- EXERCISE
Translate this sentence from the abstract on bacteria in dairy cow manure into Spanish: "Fecal streptococci showed no significant die−off at any temperature or moisture content studied."

Transactions of the ASAE , 47 , 2004

Wang, L., Mankin, K.R., Marchin, G.L.

Bacterial pollution of water is impacted to a great extent by the ability of bacteria to survive in manure following excretion. We investigated the effects of environmental temperature (4°C, 27°C, and 41°C) and manure moisture content (30%, 55%, and 83%) on the survival and release of indicator bacteria in dairy cow manure. Fresh manure samples of about 60 g were packed to 12 mm depth in polystyrene dishes and held at controlled temperatures and moisture contents for up to 103 days. Supernatant from a distilled−water extraction was enumerated for fecal bacteria (fecal coliforms, Escherichia coli, and fecal streptococci) by the membrane filtration method. Bacterial populations increased as much as 2.5 log10 (over 300×) in the three days following excretion. Temperature had a significant overall effect on survival of all three fecal bacteria, whereas moisture content produced a consistent effect on fecal streptococci survival only. Fecal streptococci showed no significant die−off at any temperature or moisture content studied. In contrast, no measurable E. coli or fecal coliforms were found in supernatant water samples from the 41°C treatment after day 35. E. coli and fecal coliform populations for the 4°C treatment at lower moisture content (30% and 55%) conditions were close to the detection limits after five weeks, but significant numbers of E. coli (2.34 × 104 cfu g−1 wet manure) and fecal coliforms (3.84 × 104 cfu g−1 wet manure) remained for the 4°C treatment at 83% moisture content after 103 days. First−order die−off rate coefficients for E. coli were found to be appropriate after day 3 for about a 3−week period and averaged 0.11 d−1 at 4°C, 0.20 d−1 at 27°C, and 0.32 d−1 at 41°C. Results from this study suggest that barnyard, feedlot, and manure management practices that detain manure at higher temperatures (e.g., 41°C) will decrease the E. coli and fecal coliform populations but not those of fecal streptococci. Coliform bacterial populations tested remained viable for long periods (>3 months) particularly at moderate temperature (27°C) for any moisture level, and streptococci survived under all conditions studied.

- ENTRIES SUPPLIED
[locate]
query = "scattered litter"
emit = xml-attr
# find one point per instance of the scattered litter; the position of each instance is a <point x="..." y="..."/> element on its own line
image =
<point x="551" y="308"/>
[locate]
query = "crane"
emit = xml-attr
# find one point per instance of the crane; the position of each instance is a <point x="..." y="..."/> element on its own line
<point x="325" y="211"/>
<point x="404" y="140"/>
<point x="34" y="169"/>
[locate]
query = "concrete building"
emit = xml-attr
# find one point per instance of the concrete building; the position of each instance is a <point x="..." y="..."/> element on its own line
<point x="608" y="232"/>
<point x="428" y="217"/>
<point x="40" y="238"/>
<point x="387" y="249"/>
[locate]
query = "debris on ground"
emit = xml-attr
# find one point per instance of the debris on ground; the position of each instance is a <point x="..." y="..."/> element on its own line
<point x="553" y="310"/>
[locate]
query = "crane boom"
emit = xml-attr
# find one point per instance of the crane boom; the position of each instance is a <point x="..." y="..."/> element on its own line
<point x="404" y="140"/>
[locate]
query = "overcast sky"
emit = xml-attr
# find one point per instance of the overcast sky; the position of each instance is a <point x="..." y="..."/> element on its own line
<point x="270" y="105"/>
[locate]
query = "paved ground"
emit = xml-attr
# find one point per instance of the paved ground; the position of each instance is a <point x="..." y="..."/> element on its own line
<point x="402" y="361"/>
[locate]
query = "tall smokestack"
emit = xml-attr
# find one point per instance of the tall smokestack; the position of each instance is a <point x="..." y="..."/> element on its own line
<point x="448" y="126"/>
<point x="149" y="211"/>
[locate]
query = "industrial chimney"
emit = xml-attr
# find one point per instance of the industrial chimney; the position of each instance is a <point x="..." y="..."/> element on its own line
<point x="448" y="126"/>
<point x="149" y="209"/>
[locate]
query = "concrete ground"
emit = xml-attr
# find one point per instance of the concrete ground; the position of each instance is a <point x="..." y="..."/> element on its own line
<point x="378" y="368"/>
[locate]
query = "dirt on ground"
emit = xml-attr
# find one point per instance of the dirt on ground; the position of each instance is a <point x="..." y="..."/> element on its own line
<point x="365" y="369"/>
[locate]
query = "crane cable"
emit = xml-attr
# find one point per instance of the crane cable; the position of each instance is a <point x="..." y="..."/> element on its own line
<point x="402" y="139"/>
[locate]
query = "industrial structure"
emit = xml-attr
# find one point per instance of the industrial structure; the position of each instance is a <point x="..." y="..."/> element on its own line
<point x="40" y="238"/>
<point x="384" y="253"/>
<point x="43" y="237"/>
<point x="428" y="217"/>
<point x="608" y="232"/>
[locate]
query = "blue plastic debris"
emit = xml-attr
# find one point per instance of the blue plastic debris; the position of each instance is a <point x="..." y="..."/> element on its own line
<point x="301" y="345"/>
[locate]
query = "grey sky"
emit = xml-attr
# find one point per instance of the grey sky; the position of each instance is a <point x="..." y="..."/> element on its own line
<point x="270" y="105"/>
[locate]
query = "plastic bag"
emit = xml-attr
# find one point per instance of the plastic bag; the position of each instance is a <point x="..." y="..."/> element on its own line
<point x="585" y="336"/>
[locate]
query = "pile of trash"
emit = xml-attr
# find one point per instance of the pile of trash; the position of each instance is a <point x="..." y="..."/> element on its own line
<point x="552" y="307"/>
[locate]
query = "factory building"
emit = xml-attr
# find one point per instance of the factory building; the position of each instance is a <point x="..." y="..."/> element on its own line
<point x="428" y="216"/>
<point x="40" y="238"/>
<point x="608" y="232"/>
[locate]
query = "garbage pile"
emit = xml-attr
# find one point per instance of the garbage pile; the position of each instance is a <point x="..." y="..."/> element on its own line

- RESPONSE FOR THIS EXERCISE
Los estreptococos fecales no mostraron una mortalidad significativa en ninguna de las temperaturas ni de los contenidos de humedad estudiados.